→ **Task**:
Output exactly the lines from the line with "Every instance of the tree" through the end of the records below. Include nothing else.

→ **Object position labeling entries**:
====================
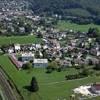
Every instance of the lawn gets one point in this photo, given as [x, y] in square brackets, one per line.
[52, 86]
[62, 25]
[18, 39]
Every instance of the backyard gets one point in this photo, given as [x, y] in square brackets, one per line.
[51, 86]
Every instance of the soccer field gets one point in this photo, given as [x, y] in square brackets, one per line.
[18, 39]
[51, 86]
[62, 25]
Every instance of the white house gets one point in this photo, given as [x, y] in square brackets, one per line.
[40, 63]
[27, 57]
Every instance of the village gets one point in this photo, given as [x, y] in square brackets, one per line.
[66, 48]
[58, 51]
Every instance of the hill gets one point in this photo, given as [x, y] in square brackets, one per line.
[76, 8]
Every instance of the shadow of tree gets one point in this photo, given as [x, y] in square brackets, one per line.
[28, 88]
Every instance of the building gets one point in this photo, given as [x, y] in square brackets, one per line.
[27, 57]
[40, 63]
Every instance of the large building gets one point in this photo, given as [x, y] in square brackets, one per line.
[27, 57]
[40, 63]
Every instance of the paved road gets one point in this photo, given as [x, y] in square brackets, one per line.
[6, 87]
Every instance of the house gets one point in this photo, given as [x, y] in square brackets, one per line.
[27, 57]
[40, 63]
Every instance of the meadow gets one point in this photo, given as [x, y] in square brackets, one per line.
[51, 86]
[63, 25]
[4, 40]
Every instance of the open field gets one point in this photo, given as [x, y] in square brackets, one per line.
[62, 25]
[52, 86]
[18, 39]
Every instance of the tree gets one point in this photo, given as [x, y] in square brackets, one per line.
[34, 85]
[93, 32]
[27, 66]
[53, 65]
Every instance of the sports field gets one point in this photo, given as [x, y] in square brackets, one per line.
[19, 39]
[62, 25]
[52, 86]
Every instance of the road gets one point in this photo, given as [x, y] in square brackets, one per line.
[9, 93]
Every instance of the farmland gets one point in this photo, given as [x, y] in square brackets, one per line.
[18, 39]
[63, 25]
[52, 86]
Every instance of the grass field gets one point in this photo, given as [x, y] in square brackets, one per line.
====================
→ **Output for this exercise**:
Every instance of the tree gets one point in this photo, given as [x, y] in square brackets, one per line.
[34, 85]
[93, 32]
[27, 66]
[53, 65]
Every instance of the sports field gets one point in this photo, given as [x, y] in square brackets, one per line.
[19, 39]
[62, 25]
[52, 86]
Every instance of the road gets one point in this photo, given as [x, y] in square brackets, one per line.
[9, 93]
Every instance of the farmland gets one point in this photo, given as [x, y] in square brackets, one per line.
[18, 39]
[63, 25]
[52, 86]
Every instance of the grass field gets one point in this photo, given as [x, y] in square brackets, one per line.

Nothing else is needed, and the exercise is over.